▶ **WRITTEN TASK**
Format the data below as a CSV with two columns named request and answer, one row per request. Put each request's text and its answer in a quoted field, and replace every line break with a space.

▶ **PROVIDED DATA**
>> Begin

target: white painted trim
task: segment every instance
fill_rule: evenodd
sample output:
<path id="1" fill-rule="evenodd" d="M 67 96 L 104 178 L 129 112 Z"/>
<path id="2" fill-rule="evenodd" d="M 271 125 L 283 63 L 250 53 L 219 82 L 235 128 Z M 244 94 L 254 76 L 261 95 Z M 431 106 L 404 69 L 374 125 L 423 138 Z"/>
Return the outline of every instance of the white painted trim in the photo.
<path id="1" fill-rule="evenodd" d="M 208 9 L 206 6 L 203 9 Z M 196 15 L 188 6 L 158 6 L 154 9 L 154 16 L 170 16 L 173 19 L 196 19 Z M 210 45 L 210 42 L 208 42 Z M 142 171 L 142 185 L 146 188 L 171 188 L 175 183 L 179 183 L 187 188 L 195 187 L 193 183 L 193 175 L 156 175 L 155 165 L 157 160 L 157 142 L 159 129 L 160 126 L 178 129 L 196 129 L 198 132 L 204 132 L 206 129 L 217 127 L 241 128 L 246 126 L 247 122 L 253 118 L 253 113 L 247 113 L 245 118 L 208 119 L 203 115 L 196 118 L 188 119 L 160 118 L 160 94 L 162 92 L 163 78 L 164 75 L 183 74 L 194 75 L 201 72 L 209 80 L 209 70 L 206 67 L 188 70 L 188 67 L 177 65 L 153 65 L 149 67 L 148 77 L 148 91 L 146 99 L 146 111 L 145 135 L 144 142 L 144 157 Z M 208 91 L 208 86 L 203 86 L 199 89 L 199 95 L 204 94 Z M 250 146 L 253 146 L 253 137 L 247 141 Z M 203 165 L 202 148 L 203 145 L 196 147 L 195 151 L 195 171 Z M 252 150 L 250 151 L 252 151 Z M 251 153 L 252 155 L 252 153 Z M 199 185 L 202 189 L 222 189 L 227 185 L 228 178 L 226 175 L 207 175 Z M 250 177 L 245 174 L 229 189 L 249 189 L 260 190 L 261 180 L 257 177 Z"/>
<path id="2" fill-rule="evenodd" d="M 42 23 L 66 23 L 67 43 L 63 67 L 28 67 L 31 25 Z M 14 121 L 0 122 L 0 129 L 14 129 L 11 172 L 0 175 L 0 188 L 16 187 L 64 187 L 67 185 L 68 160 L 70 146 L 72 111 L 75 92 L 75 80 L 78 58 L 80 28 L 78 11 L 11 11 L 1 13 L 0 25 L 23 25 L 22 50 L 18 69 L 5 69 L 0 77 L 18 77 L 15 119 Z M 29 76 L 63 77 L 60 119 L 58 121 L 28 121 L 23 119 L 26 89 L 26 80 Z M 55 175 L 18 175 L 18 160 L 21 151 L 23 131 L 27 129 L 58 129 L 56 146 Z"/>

>> End

▶ **EXPECTED ANSWER**
request,answer
"target: white painted trim task: segment every instance fill_rule: evenodd sample output: <path id=""1"" fill-rule=""evenodd"" d=""M 67 96 L 104 178 L 129 112 Z""/> <path id=""2"" fill-rule=""evenodd"" d=""M 271 125 L 283 63 L 250 53 L 219 82 L 235 128 Z M 244 94 L 254 76 L 261 95 Z M 431 106 L 404 69 L 374 125 L 423 138 Z""/> Return the outline of every instance of the white painted trim in the photo.","<path id=""1"" fill-rule=""evenodd"" d=""M 208 9 L 206 6 L 203 9 Z M 196 15 L 188 6 L 158 6 L 154 9 L 154 16 L 170 16 L 173 19 L 196 19 Z M 210 45 L 210 42 L 208 42 Z M 142 171 L 142 185 L 146 188 L 171 188 L 175 183 L 179 183 L 187 188 L 195 187 L 193 183 L 193 175 L 156 175 L 155 165 L 157 160 L 157 142 L 159 129 L 160 126 L 178 129 L 196 129 L 198 132 L 204 132 L 206 129 L 217 127 L 241 128 L 246 126 L 247 122 L 253 118 L 253 113 L 247 113 L 245 118 L 208 119 L 203 115 L 196 118 L 188 119 L 160 118 L 160 94 L 162 92 L 163 78 L 164 75 L 183 74 L 194 75 L 201 72 L 209 80 L 209 70 L 206 67 L 188 70 L 188 67 L 177 65 L 153 65 L 149 67 L 148 77 L 148 91 L 146 99 L 146 111 L 145 135 L 144 142 L 144 157 Z M 208 91 L 208 86 L 203 86 L 199 89 L 199 95 L 204 94 Z M 250 146 L 253 146 L 253 137 L 247 141 Z M 203 165 L 202 148 L 203 145 L 196 147 L 195 151 L 195 171 Z M 252 150 L 250 151 L 252 151 Z M 251 153 L 252 155 L 252 153 Z M 199 185 L 202 189 L 222 189 L 227 185 L 228 178 L 226 175 L 207 175 Z M 250 177 L 245 174 L 229 189 L 249 189 L 260 190 L 261 180 L 257 177 Z""/> <path id=""2"" fill-rule=""evenodd"" d=""M 42 23 L 66 23 L 67 43 L 63 67 L 28 67 L 31 25 Z M 14 121 L 0 122 L 0 129 L 14 129 L 11 172 L 0 175 L 0 188 L 16 187 L 64 187 L 67 185 L 68 160 L 70 146 L 72 111 L 75 92 L 75 80 L 78 58 L 80 28 L 78 11 L 11 11 L 1 13 L 0 25 L 23 25 L 22 50 L 18 69 L 5 69 L 0 77 L 18 77 L 15 119 Z M 29 76 L 63 77 L 60 119 L 58 121 L 28 121 L 23 119 L 26 89 L 26 80 Z M 55 175 L 18 175 L 18 160 L 21 151 L 23 131 L 27 129 L 58 129 L 56 146 Z""/>"